■ WHAT THE EXERCISE ASKS ■
Copy only the lines from the one containing "point: water ripple" through the final line of the records below, exactly as written, with no pictures.

*** Opening DATA TO EXAMINE ***

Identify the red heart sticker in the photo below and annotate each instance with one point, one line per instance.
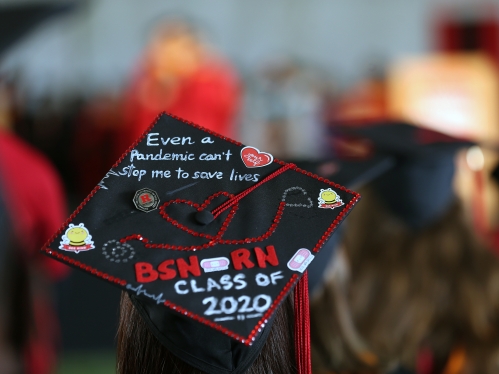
(253, 158)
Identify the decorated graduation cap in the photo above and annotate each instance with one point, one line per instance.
(207, 235)
(417, 187)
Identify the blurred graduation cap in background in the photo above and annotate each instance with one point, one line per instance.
(208, 236)
(411, 167)
(18, 19)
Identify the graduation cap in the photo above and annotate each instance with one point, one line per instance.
(207, 235)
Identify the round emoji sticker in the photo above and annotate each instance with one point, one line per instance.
(76, 239)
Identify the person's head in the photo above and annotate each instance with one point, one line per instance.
(175, 50)
(139, 351)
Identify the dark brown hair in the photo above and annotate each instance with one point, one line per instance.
(139, 352)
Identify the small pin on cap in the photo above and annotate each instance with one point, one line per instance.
(146, 200)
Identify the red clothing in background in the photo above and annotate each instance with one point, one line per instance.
(209, 97)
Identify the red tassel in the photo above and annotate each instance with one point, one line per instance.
(302, 326)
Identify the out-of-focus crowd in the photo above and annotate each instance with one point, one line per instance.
(398, 297)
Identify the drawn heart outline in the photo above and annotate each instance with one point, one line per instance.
(253, 158)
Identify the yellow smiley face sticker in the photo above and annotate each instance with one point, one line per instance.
(329, 199)
(329, 196)
(77, 235)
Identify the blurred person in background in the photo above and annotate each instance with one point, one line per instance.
(284, 111)
(32, 208)
(179, 73)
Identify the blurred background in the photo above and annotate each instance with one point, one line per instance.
(80, 80)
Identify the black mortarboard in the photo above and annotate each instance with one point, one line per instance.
(208, 236)
(17, 20)
(418, 186)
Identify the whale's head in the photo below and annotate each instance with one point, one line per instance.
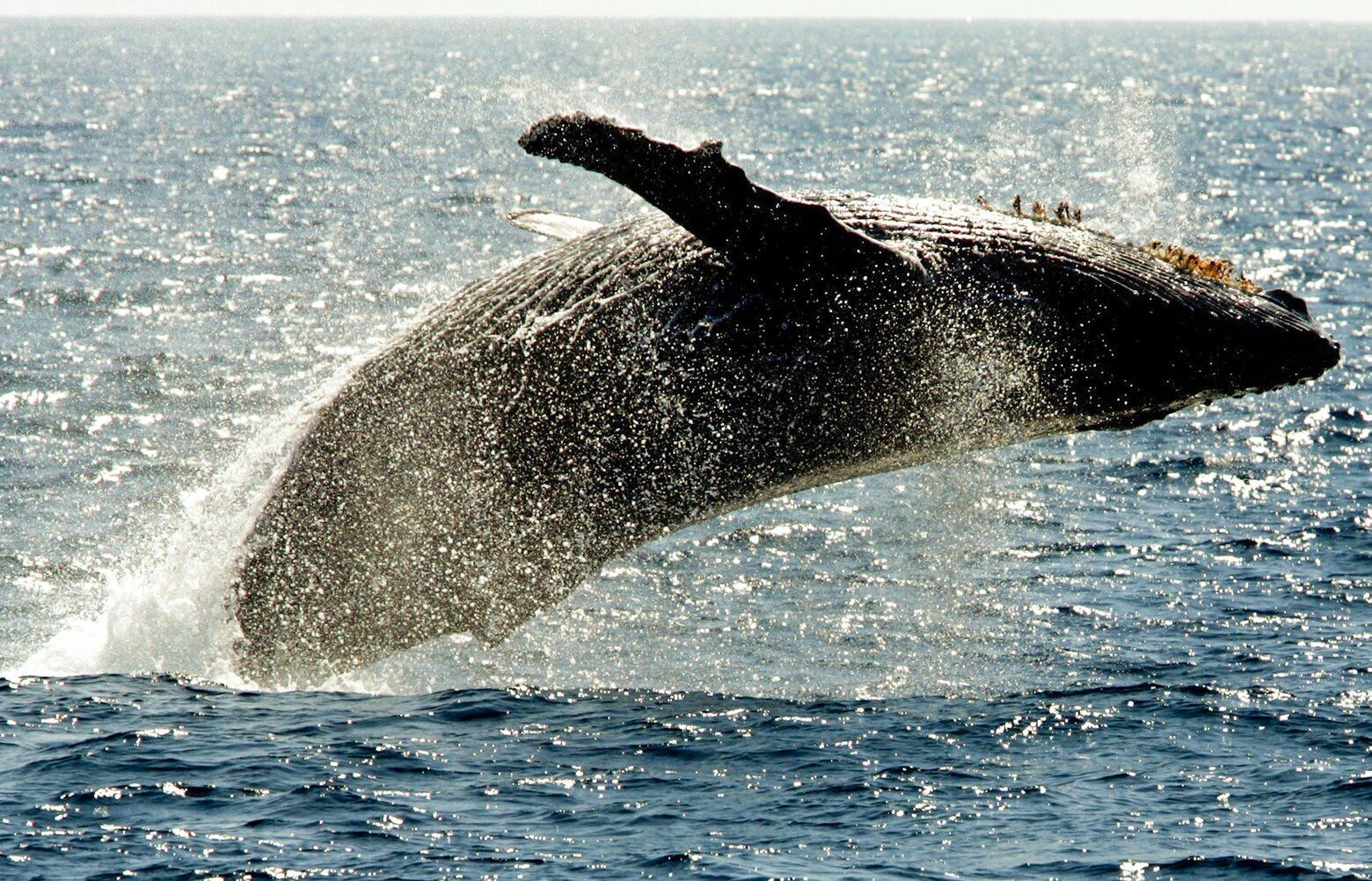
(1013, 327)
(881, 331)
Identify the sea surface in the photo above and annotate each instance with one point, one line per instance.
(1121, 655)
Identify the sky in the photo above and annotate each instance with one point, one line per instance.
(1127, 10)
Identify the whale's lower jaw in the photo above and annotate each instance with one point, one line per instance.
(654, 372)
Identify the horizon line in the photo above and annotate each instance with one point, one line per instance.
(615, 17)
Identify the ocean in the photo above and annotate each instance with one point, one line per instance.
(1113, 655)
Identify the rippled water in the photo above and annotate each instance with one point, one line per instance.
(1129, 655)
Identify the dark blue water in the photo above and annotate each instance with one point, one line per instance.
(1138, 655)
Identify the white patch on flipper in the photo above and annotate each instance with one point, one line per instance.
(553, 225)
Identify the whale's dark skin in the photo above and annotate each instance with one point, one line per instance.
(739, 346)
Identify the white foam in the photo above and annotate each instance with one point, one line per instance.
(164, 609)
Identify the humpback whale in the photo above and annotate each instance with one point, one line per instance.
(730, 346)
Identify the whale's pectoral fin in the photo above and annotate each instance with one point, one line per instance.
(560, 227)
(752, 227)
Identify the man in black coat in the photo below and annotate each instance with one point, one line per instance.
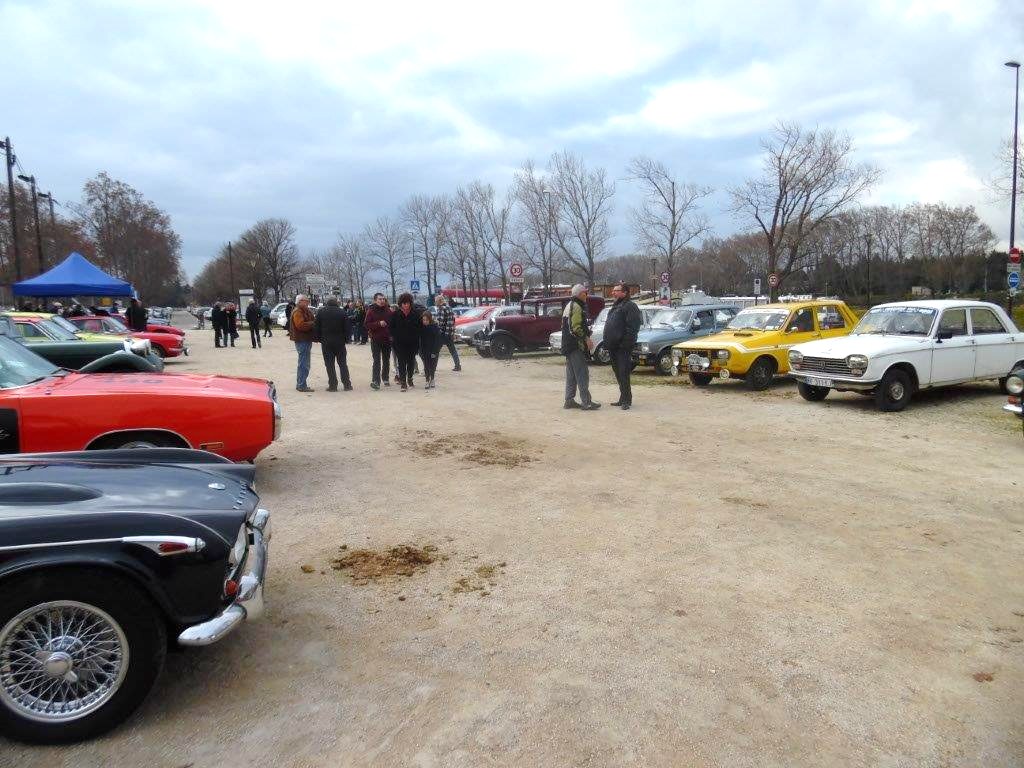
(135, 315)
(332, 329)
(219, 323)
(621, 331)
(254, 320)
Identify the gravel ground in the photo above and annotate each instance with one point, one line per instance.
(713, 579)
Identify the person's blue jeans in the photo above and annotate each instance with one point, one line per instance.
(303, 348)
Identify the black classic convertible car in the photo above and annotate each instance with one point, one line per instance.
(105, 557)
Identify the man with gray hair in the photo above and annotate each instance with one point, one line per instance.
(445, 326)
(576, 332)
(333, 330)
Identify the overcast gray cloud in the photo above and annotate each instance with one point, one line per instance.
(332, 114)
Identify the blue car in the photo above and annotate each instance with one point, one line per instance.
(674, 325)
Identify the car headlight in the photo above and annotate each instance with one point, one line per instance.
(857, 364)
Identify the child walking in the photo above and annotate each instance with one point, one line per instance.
(430, 346)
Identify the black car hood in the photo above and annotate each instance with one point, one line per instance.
(35, 488)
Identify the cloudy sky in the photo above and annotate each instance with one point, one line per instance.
(331, 114)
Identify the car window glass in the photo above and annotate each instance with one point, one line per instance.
(802, 321)
(829, 317)
(723, 315)
(953, 322)
(985, 322)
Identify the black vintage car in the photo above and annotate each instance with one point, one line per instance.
(105, 557)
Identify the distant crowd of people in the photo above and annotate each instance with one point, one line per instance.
(399, 333)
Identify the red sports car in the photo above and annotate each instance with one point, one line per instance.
(44, 408)
(164, 344)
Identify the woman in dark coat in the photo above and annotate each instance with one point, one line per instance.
(406, 328)
(231, 323)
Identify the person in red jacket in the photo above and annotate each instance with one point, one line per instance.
(378, 328)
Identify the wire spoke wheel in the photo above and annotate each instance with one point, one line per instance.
(60, 660)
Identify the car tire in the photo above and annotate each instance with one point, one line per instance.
(812, 393)
(137, 439)
(664, 363)
(760, 374)
(893, 392)
(132, 651)
(502, 348)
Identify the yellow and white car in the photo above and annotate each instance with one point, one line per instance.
(755, 344)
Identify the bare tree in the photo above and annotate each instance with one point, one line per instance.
(536, 223)
(583, 198)
(808, 178)
(388, 246)
(270, 243)
(667, 219)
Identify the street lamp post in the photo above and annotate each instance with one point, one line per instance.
(9, 152)
(31, 180)
(53, 224)
(1016, 67)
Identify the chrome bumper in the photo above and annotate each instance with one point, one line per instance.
(249, 601)
(838, 383)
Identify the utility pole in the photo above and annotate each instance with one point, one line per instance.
(13, 212)
(53, 224)
(31, 180)
(230, 267)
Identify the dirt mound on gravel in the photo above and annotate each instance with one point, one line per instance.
(485, 449)
(365, 565)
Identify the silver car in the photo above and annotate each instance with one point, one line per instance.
(600, 354)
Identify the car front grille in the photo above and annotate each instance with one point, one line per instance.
(824, 366)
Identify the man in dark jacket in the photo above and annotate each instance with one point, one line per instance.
(406, 326)
(621, 331)
(332, 328)
(135, 314)
(254, 320)
(219, 323)
(378, 329)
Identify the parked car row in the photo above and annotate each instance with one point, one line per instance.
(125, 522)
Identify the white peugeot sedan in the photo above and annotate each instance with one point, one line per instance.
(899, 348)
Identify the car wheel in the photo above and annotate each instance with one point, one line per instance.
(137, 439)
(812, 393)
(79, 651)
(502, 348)
(760, 374)
(894, 390)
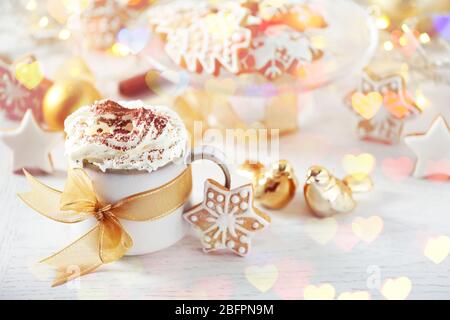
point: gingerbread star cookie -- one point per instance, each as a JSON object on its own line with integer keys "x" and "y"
{"x": 432, "y": 149}
{"x": 31, "y": 145}
{"x": 22, "y": 88}
{"x": 211, "y": 42}
{"x": 227, "y": 218}
{"x": 280, "y": 49}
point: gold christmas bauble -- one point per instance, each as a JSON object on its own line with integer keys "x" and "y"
{"x": 64, "y": 97}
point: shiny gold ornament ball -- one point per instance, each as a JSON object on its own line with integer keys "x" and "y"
{"x": 276, "y": 186}
{"x": 64, "y": 97}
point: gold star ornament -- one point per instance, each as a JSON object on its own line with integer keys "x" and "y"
{"x": 227, "y": 219}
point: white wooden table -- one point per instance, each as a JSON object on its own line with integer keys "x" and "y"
{"x": 296, "y": 252}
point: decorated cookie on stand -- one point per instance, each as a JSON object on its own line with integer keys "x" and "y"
{"x": 101, "y": 21}
{"x": 22, "y": 88}
{"x": 212, "y": 42}
{"x": 31, "y": 146}
{"x": 275, "y": 186}
{"x": 432, "y": 149}
{"x": 278, "y": 50}
{"x": 383, "y": 104}
{"x": 227, "y": 219}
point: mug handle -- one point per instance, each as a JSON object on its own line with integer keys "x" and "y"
{"x": 212, "y": 154}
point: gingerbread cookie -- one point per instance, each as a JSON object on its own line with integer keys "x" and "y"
{"x": 386, "y": 125}
{"x": 280, "y": 49}
{"x": 227, "y": 218}
{"x": 165, "y": 19}
{"x": 264, "y": 36}
{"x": 211, "y": 42}
{"x": 16, "y": 98}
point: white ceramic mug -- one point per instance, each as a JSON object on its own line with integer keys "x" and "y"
{"x": 153, "y": 235}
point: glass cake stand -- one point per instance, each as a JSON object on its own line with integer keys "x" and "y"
{"x": 348, "y": 43}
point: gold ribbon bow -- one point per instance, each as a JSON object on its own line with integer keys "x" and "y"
{"x": 108, "y": 241}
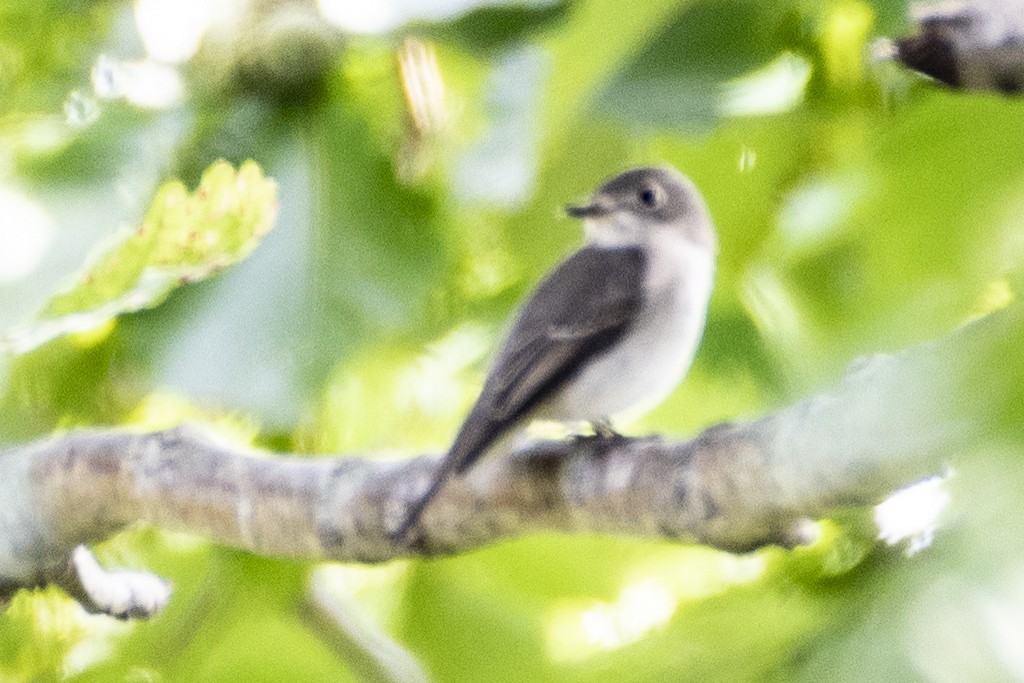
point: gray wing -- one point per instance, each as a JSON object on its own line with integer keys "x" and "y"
{"x": 579, "y": 311}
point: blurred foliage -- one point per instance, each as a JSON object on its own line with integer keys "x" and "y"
{"x": 419, "y": 169}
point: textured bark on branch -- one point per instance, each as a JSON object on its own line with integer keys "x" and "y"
{"x": 892, "y": 420}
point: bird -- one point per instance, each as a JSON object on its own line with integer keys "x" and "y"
{"x": 610, "y": 331}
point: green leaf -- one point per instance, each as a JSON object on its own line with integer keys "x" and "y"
{"x": 185, "y": 237}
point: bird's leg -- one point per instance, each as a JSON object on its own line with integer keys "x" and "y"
{"x": 603, "y": 439}
{"x": 603, "y": 429}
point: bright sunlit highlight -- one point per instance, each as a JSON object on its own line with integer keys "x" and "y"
{"x": 364, "y": 16}
{"x": 26, "y": 233}
{"x": 171, "y": 30}
{"x": 424, "y": 87}
{"x": 145, "y": 83}
{"x": 647, "y": 602}
{"x": 912, "y": 514}
{"x": 777, "y": 87}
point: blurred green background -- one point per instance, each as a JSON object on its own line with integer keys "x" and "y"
{"x": 421, "y": 152}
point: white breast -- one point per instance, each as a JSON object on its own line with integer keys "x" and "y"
{"x": 644, "y": 367}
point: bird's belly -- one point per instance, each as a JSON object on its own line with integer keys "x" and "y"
{"x": 643, "y": 368}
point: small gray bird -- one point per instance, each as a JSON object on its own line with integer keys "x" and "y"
{"x": 611, "y": 331}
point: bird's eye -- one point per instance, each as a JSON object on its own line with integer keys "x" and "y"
{"x": 650, "y": 198}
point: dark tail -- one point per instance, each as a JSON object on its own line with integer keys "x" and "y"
{"x": 476, "y": 435}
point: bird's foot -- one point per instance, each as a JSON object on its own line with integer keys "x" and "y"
{"x": 603, "y": 439}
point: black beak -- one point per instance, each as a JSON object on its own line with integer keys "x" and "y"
{"x": 589, "y": 211}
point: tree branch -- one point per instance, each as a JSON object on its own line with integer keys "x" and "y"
{"x": 893, "y": 419}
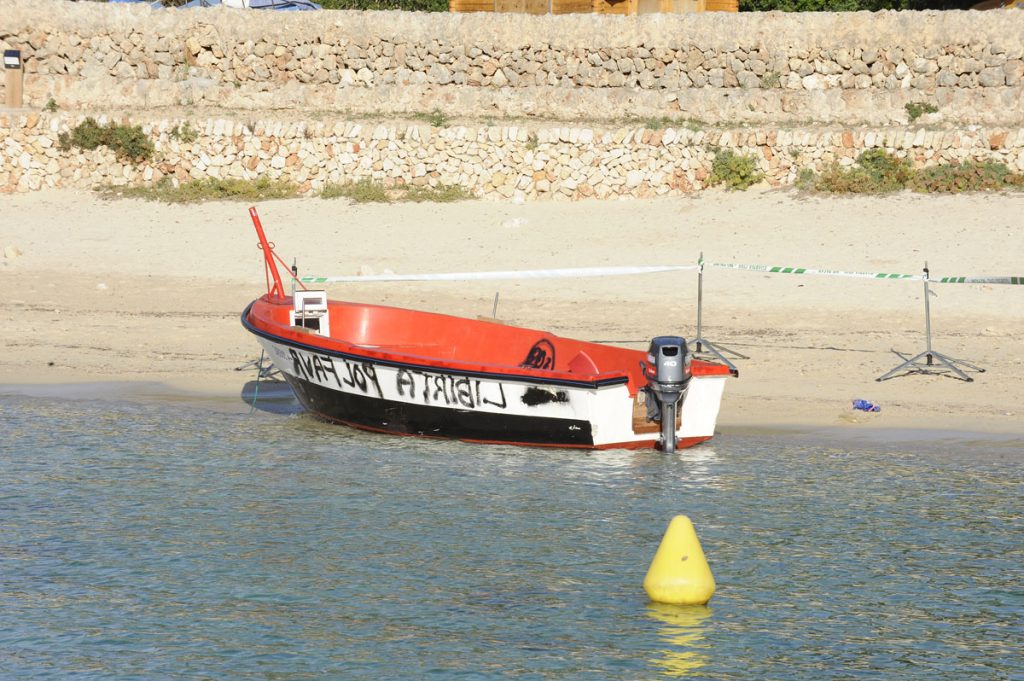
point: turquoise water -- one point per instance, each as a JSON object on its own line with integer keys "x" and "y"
{"x": 162, "y": 541}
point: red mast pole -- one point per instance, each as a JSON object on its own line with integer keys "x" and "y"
{"x": 278, "y": 290}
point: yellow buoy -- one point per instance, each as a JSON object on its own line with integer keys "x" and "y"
{"x": 679, "y": 572}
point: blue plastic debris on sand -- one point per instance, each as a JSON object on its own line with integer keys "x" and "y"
{"x": 865, "y": 406}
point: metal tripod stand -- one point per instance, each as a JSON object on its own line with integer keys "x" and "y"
{"x": 931, "y": 362}
{"x": 700, "y": 344}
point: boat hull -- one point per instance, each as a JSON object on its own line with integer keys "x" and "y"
{"x": 425, "y": 400}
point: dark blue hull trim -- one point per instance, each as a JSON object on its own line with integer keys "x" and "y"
{"x": 402, "y": 418}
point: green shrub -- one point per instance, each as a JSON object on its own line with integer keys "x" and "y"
{"x": 915, "y": 110}
{"x": 436, "y": 118}
{"x": 128, "y": 141}
{"x": 734, "y": 170}
{"x": 970, "y": 176}
{"x": 183, "y": 132}
{"x": 442, "y": 194}
{"x": 877, "y": 172}
{"x": 210, "y": 188}
{"x": 364, "y": 192}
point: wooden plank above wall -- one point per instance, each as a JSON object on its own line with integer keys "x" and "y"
{"x": 570, "y": 6}
{"x": 471, "y": 5}
{"x": 624, "y": 7}
{"x": 523, "y": 6}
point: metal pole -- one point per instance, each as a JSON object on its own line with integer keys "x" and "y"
{"x": 699, "y": 338}
{"x": 702, "y": 345}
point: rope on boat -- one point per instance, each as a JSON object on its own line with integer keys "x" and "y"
{"x": 259, "y": 375}
{"x": 510, "y": 274}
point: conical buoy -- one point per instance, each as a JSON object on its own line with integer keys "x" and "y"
{"x": 679, "y": 572}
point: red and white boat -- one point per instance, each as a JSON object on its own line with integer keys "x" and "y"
{"x": 413, "y": 373}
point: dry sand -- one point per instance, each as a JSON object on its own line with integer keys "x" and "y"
{"x": 130, "y": 291}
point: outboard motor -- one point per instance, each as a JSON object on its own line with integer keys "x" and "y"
{"x": 668, "y": 374}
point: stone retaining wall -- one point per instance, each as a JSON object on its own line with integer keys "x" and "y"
{"x": 717, "y": 68}
{"x": 497, "y": 162}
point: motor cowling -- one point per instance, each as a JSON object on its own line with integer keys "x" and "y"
{"x": 668, "y": 374}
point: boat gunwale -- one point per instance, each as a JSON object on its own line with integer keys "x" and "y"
{"x": 387, "y": 359}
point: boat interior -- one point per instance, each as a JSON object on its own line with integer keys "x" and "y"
{"x": 436, "y": 338}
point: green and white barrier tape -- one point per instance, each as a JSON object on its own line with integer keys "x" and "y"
{"x": 1012, "y": 281}
{"x": 511, "y": 274}
{"x": 777, "y": 269}
{"x": 615, "y": 271}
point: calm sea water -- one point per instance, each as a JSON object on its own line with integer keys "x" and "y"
{"x": 162, "y": 541}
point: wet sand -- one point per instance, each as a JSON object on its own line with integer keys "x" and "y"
{"x": 128, "y": 292}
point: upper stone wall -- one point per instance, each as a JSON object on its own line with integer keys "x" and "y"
{"x": 718, "y": 68}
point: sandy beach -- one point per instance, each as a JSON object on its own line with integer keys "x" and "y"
{"x": 141, "y": 293}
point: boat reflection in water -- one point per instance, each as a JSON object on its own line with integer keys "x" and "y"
{"x": 684, "y": 636}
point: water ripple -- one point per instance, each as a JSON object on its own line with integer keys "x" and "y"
{"x": 155, "y": 541}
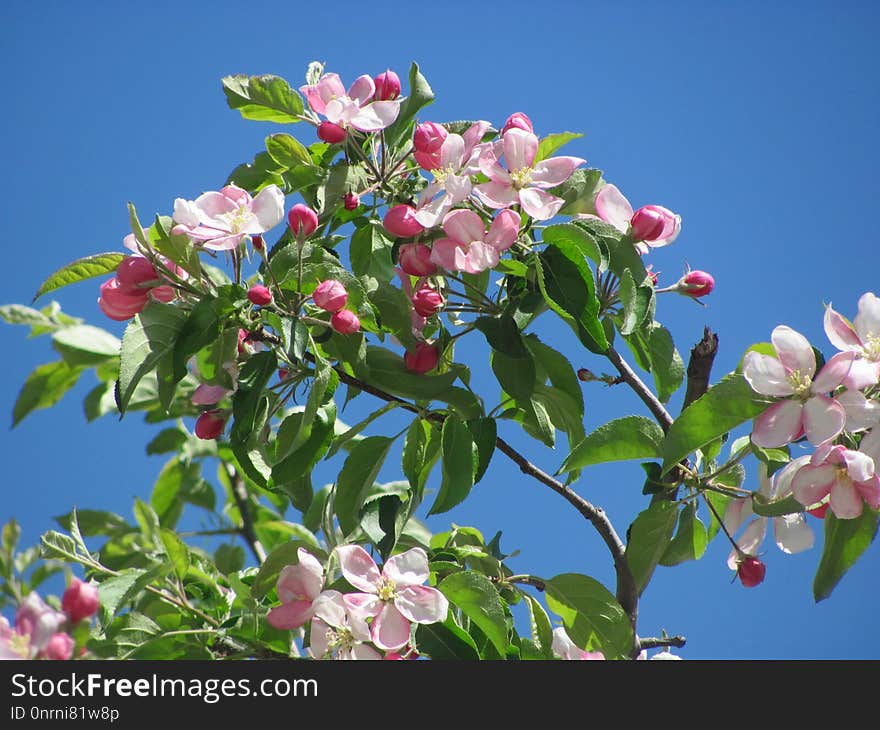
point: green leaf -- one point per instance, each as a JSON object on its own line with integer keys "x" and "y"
{"x": 690, "y": 539}
{"x": 148, "y": 339}
{"x": 356, "y": 479}
{"x": 723, "y": 407}
{"x": 458, "y": 464}
{"x": 845, "y": 541}
{"x": 591, "y": 615}
{"x": 87, "y": 267}
{"x": 263, "y": 98}
{"x": 630, "y": 437}
{"x": 446, "y": 641}
{"x": 649, "y": 536}
{"x": 478, "y": 599}
{"x": 44, "y": 387}
{"x": 85, "y": 345}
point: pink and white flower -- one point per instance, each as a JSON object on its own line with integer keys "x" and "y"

*** Closing DATA TO EXAMINE ***

■ TASK SOLUTION ■
point: water ripple -- one point per instance, each as a JSON object on its own line with integer keys "x" and "y"
{"x": 155, "y": 541}
point: green leaf -- one point per instance, each as a JSON object on its own line with integer keys "x" and "y"
{"x": 690, "y": 539}
{"x": 148, "y": 339}
{"x": 356, "y": 479}
{"x": 723, "y": 407}
{"x": 458, "y": 464}
{"x": 845, "y": 541}
{"x": 591, "y": 615}
{"x": 87, "y": 267}
{"x": 263, "y": 98}
{"x": 630, "y": 437}
{"x": 446, "y": 641}
{"x": 649, "y": 536}
{"x": 478, "y": 599}
{"x": 44, "y": 387}
{"x": 85, "y": 345}
point: pink and white flower -- one point per instance, each as a JSON object on its own line with integer keys "x" and "y"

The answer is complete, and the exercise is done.